CONSIGNE 1: D'après le texte, qu'y avait-il de cloué à la porte du premier interlocuteur le matin même ?
CONSIGNE 2: Recopiez le passage du texte en commençant à « -Ça, ça ne dépend » et en terminant à « acheté ? En K7 ? ».

TEXTE À LIRE:
---------------
-Moi ? Vous n’y pensez pas sérieusement ! Avec ma chro de Viva Emptiness, je me suis fait déjà suffisamment d’amis... Pas plus tard que ce matin il y avait encore un corbeau cloué à ma porte… Alors si, en plus, je dois noter Draconian Times, c’est ma fin !
-On ne peut pas ne pas le chroniquer…
-Mais je vais me faire séquestrer par des fans hardcore de Nick, qui vont m’obliger à écouter Tragic Idol en boucle ! Ou pire : Faith Divides Us ! Ils sont cruels, vous savez !
-Ça, ça ne dépend que de vous. Vous mettez une bonne note et tout est réglé… Un petit 18 et tout le monde sera content… J’oublie même cette petite histoire de battle trafiquée… vous me suivez ?
-Non.
Juillet 1995.
-Ah ça y est, tu l’as acheté ? En K7 ?
---------------
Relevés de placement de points
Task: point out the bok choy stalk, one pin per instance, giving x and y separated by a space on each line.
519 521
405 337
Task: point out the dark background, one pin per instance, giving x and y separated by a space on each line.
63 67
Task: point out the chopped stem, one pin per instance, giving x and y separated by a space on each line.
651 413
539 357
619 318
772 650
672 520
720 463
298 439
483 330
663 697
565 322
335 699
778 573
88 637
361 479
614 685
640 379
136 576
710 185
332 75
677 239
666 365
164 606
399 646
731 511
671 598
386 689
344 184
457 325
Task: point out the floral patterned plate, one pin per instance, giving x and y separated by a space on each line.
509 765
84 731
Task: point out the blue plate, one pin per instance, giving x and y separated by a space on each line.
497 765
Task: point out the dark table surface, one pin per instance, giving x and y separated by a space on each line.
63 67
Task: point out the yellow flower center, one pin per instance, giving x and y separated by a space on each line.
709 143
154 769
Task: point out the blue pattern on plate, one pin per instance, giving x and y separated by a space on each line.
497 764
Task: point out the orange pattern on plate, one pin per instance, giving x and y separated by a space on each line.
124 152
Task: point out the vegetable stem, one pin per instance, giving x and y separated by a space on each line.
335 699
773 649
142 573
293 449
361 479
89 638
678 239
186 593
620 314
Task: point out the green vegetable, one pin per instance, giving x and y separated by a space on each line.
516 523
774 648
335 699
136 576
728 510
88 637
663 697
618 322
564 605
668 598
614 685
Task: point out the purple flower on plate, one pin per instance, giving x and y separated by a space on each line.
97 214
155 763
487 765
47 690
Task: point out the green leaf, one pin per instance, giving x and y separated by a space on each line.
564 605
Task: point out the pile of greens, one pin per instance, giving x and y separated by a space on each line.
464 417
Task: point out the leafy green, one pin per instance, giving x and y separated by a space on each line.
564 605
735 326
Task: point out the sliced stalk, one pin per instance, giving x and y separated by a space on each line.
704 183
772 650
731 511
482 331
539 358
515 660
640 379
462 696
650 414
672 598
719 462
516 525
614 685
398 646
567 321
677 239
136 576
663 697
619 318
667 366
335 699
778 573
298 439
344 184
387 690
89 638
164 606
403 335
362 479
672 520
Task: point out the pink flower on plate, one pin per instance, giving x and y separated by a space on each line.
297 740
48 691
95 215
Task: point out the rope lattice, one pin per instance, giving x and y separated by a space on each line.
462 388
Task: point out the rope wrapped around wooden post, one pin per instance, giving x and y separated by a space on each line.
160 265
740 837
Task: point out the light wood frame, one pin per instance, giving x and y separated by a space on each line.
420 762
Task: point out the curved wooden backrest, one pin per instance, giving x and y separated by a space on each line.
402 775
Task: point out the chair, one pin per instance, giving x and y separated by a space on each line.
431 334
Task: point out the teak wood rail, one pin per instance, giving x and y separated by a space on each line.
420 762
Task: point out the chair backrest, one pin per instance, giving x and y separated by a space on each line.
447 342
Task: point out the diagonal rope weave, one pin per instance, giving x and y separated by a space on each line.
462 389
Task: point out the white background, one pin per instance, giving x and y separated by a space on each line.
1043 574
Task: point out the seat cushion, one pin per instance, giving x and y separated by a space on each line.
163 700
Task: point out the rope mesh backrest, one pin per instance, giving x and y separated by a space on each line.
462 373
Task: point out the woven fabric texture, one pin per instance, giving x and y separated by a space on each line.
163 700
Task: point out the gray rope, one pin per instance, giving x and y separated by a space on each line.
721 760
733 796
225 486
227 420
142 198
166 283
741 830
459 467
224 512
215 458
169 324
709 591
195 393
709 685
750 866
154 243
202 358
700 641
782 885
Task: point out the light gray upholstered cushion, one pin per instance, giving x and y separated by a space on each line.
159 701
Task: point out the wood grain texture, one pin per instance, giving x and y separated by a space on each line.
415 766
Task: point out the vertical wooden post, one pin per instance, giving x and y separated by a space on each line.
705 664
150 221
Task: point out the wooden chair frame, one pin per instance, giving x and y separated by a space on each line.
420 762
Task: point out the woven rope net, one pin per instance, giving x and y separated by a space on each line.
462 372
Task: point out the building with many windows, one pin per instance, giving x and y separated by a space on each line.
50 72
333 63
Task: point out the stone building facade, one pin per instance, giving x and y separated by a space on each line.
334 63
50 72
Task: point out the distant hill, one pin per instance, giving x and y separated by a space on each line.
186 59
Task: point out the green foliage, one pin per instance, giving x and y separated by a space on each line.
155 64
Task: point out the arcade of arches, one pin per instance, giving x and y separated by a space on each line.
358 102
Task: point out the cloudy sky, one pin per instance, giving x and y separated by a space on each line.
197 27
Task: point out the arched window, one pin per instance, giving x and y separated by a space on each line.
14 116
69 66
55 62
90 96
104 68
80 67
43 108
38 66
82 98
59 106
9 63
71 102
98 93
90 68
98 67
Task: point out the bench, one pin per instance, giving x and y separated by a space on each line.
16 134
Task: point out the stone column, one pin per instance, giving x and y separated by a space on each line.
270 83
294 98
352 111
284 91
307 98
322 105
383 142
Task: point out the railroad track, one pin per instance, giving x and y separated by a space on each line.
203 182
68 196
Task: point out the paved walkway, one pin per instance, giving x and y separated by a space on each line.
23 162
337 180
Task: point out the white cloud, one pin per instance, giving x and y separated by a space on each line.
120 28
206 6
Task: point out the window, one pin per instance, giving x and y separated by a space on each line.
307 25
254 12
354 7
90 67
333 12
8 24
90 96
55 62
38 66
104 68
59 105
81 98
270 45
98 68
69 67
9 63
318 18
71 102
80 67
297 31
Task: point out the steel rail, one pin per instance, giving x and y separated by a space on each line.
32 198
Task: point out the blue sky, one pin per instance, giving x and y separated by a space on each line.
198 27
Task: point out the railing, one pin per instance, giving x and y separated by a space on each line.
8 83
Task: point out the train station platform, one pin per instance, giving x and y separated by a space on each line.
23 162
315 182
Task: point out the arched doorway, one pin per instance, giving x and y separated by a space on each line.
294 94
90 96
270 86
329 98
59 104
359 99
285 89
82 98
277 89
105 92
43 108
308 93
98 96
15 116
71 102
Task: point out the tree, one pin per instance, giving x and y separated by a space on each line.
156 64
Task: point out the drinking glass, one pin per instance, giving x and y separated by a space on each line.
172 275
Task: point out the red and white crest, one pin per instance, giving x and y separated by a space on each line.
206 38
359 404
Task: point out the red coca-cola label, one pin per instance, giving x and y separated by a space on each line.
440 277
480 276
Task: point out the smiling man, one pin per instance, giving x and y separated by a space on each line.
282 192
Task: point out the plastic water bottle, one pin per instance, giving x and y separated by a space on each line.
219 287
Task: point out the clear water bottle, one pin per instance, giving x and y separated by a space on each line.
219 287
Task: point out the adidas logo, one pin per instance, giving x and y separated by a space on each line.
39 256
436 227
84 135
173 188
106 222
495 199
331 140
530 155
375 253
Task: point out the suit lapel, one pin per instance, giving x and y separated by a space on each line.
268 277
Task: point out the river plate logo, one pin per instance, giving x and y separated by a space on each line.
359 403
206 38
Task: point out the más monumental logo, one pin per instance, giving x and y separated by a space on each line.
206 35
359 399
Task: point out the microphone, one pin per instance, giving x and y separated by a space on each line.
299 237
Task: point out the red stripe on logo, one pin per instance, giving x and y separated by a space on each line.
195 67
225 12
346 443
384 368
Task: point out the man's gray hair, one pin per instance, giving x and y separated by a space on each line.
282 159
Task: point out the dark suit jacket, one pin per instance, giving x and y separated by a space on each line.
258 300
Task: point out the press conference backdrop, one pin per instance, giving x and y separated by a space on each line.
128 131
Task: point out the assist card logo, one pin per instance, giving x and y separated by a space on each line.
---------------
RÉPONSE 1: Un corbeau.

RÉPONSE 2:
-Ça, ça ne dépend que de vous. Vous mettez une bonne note et tout est réglé… Un petit 18 et tout le monde sera content… J’oublie même cette petite histoire de battle trafiquée… vous me suivez ?
-Non.
Juillet 1995.
-Ah ça y est, tu l’as acheté ? En K7 ?